• **Text passage**
** START **
Step 3.2: Pull/Deploy Game Server

# Option A: Pull from Docker Hub (if you pushed images)
docker pull your-dockerhub/loh-game:latest
docker run -d \
  --name loh-game-server \
  --env-file /opt/loh-game/.env.production \
  -p 3000:3000 \
  -v /opt/loh-game/data/game-data:/app/data:ro \
  --restart unless-stopped \
  your-dockerhub/loh-game:latest

# Option B: Build from source (if no registry)
cd /tmp
git clone https://github.com/your-org/loh-game.git
cd loh-game
docker build -f Dockerfile.prod -t loh-game:latest .
** END **
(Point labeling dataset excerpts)
** START **
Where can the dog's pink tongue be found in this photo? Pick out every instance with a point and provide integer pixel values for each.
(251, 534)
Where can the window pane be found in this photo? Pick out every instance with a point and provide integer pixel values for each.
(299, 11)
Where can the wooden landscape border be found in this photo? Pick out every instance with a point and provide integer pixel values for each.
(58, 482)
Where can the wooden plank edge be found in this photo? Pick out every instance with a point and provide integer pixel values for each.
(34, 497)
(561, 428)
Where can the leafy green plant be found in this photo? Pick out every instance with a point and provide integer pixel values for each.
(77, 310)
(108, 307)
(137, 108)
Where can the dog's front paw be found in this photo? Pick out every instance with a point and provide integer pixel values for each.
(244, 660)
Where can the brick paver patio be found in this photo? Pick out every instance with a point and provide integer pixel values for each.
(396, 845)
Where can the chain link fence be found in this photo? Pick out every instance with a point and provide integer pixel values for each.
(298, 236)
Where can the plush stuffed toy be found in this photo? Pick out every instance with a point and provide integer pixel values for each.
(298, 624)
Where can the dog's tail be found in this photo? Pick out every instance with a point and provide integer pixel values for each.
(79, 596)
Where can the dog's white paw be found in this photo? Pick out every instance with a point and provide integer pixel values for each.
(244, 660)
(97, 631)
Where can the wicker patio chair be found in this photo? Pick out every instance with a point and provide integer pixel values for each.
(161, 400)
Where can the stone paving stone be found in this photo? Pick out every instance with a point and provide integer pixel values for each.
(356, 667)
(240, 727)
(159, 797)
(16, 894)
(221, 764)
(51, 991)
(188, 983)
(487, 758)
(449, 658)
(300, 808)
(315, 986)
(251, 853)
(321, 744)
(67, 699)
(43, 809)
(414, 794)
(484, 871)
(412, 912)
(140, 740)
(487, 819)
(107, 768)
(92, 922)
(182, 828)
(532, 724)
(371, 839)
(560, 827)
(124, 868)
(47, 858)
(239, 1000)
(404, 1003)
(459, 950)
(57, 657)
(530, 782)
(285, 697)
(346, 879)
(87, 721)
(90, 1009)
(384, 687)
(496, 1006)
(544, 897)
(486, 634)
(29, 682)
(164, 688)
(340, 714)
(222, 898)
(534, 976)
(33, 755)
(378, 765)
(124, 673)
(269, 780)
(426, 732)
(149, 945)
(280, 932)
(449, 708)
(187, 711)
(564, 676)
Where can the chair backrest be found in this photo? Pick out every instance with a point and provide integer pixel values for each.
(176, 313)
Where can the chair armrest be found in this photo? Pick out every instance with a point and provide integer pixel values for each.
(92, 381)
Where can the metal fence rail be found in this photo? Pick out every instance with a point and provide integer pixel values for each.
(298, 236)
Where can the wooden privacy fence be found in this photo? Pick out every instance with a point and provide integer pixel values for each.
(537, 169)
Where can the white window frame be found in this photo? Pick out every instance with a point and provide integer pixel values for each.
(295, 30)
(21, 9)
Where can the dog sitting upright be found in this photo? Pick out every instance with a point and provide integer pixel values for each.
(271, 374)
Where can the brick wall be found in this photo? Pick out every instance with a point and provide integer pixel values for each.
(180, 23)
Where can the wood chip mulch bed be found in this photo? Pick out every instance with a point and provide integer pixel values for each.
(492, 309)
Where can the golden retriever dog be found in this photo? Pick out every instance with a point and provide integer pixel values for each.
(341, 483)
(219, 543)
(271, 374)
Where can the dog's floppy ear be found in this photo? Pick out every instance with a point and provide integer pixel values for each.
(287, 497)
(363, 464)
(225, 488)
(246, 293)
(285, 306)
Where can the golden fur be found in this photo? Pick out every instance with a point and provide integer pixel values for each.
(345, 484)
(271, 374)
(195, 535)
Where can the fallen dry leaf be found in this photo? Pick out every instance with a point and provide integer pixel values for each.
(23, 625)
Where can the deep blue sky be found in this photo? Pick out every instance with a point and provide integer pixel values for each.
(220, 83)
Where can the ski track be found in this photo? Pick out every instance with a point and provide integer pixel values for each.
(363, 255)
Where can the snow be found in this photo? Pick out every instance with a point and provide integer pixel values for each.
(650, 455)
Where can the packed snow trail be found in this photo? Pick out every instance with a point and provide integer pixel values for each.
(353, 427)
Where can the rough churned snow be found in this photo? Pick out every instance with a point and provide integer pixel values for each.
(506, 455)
** END **
• **Tasks to perform**
- a) List every option that the deployment text above passes to the docker run command in Option A.
- b) Pick out every line of the listing that contains the string "chair", with case counting, and copy each one.

• **Solutions for each task**
- a)
-d
--name
--env-file
-p
-v
--restart

- b)
Where can the wicker patio chair be found in this photo? Pick out every instance with a point and provide integer pixel values for each.
Where can the chair backrest be found in this photo? Pick out every instance with a point and provide integer pixel values for each.
Where can the chair armrest be found in this photo? Pick out every instance with a point and provide integer pixel values for each.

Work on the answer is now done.